* [WORK ITEM]
Copy each line of the data below exactly, leaving out pictures.

* [Image point grounding data]
━━━━━━━━

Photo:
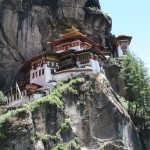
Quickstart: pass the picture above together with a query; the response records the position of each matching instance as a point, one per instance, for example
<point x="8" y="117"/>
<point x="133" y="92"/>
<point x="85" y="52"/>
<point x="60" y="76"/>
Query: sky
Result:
<point x="132" y="18"/>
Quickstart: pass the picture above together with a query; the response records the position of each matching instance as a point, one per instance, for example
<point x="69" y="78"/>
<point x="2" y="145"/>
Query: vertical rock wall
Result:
<point x="27" y="25"/>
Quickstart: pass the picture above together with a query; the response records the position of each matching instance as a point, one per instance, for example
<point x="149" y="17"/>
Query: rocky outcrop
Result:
<point x="90" y="117"/>
<point x="27" y="25"/>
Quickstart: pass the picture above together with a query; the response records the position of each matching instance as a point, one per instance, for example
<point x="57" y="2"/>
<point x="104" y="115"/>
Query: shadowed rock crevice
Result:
<point x="27" y="26"/>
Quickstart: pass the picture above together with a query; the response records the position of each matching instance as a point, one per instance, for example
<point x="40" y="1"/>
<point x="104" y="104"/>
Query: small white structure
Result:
<point x="74" y="54"/>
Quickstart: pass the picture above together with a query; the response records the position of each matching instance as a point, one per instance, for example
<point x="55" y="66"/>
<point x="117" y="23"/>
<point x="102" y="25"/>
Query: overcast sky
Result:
<point x="132" y="18"/>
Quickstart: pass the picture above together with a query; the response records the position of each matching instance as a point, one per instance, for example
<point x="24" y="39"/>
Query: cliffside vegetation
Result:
<point x="137" y="86"/>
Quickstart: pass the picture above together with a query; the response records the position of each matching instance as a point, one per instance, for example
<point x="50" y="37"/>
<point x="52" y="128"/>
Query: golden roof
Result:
<point x="72" y="32"/>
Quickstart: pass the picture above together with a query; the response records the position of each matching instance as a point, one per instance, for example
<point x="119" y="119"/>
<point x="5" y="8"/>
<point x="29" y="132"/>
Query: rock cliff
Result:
<point x="83" y="113"/>
<point x="27" y="25"/>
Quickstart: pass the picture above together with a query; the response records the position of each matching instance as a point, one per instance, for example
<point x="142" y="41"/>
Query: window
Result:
<point x="52" y="63"/>
<point x="52" y="71"/>
<point x="42" y="71"/>
<point x="39" y="72"/>
<point x="33" y="75"/>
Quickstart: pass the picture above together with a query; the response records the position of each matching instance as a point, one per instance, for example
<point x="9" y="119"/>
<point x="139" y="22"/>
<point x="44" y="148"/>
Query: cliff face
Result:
<point x="27" y="25"/>
<point x="82" y="113"/>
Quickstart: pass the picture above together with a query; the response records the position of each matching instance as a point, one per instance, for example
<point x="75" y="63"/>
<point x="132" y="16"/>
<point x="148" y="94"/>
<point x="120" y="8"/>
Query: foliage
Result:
<point x="3" y="99"/>
<point x="48" y="137"/>
<point x="53" y="99"/>
<point x="137" y="86"/>
<point x="73" y="144"/>
<point x="65" y="125"/>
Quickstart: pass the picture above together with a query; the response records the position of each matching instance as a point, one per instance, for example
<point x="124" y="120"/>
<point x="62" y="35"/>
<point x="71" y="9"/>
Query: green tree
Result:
<point x="137" y="85"/>
<point x="3" y="99"/>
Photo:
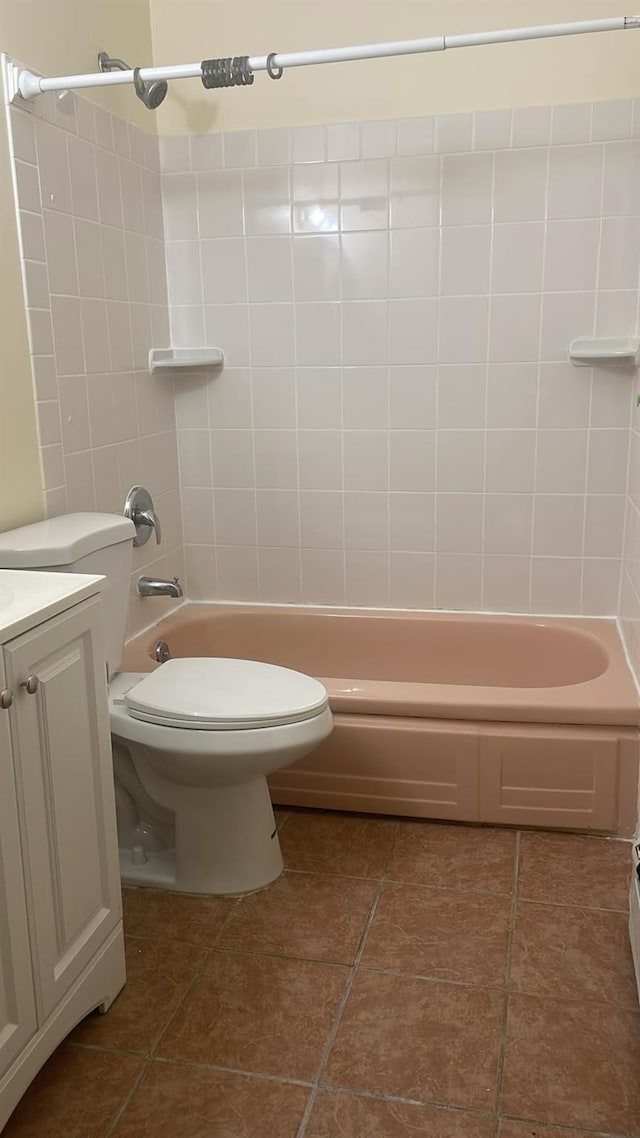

━━━━━━━━

* [RESULT FOR THIS EXERCISE]
Photo:
Quickstart: pass the picture above together with a query; the response records the position of each matching instance as a point, one per instance, for example
<point x="8" y="117"/>
<point x="133" y="92"/>
<point x="85" y="52"/>
<point x="60" y="76"/>
Query: sky
Result:
<point x="132" y="18"/>
Quickstart: pass the picture above together with a query; the response records the position of each matching instance as a point, one per instance, for example
<point x="69" y="78"/>
<point x="2" y="145"/>
Query: vertical rock wall
Result:
<point x="27" y="25"/>
Quickstart: pass the picture above together with a query; the response records the position of each matching instance as a point, one per instance, for example
<point x="149" y="17"/>
Query: rocky outcrop
Result:
<point x="90" y="117"/>
<point x="27" y="25"/>
Quickstart: pass the picture above together with a query; the response records the position of each matching instance as a point, one per instance, for example
<point x="57" y="2"/>
<point x="104" y="115"/>
Query: shadowed rock crevice
Result:
<point x="27" y="26"/>
Quickstart: pass the picture above together with a query; the response records the position of each matching instance as a point, one per instance, for example
<point x="40" y="1"/>
<point x="104" y="104"/>
Query: small white structure
Result:
<point x="74" y="54"/>
Quickstart: pass the picture above together with a query; the response records the position of each matching instance as a point, one per instance, for example
<point x="55" y="66"/>
<point x="117" y="23"/>
<point x="102" y="25"/>
Query: overcast sky
Result:
<point x="132" y="18"/>
Quickstart: pass the picture above together with a query; the response records the position of each matching instance as a point, one per instance, for example
<point x="24" y="39"/>
Query: cliffside vegetation
Result:
<point x="137" y="86"/>
Quickstart: pass the picture above together with a query; the response records the position of each matching instance as a point, one per instance, for example
<point x="50" y="37"/>
<point x="52" y="128"/>
Query: golden roof
Result:
<point x="72" y="32"/>
Quickstart: pass the picture above together with a query; the response records the position of each matching instance as a point, one per instance, for example
<point x="119" y="119"/>
<point x="5" y="8"/>
<point x="29" y="132"/>
Query: rock cliff
Result:
<point x="83" y="113"/>
<point x="27" y="25"/>
Quickstart: pass the picture above together with a query; the response records the position of each matching instance as a point, one per instance, for example
<point x="142" y="41"/>
Query: window
Result:
<point x="52" y="63"/>
<point x="52" y="71"/>
<point x="42" y="71"/>
<point x="39" y="72"/>
<point x="33" y="75"/>
Quickstart: pass the picture above together with a query; the response records the position of each matching instance as a point, one per instance, for example
<point x="9" y="119"/>
<point x="139" y="22"/>
<point x="44" y="148"/>
Query: cliff face
Result:
<point x="27" y="25"/>
<point x="82" y="113"/>
Quickstart: pass the picture above together with a query; the response records the position of each matching instance as a point, one per instance, for example
<point x="75" y="63"/>
<point x="132" y="16"/>
<point x="148" y="94"/>
<point x="120" y="8"/>
Query: foliage
Result:
<point x="3" y="99"/>
<point x="48" y="137"/>
<point x="53" y="99"/>
<point x="137" y="86"/>
<point x="73" y="144"/>
<point x="65" y="125"/>
Quickstart: pass the picture above together with a query; the response records the position of each matching instance as a point, one per instance, for example
<point x="124" y="120"/>
<point x="62" y="35"/>
<point x="71" y="9"/>
Query: green tree
Result:
<point x="137" y="85"/>
<point x="3" y="99"/>
Photo:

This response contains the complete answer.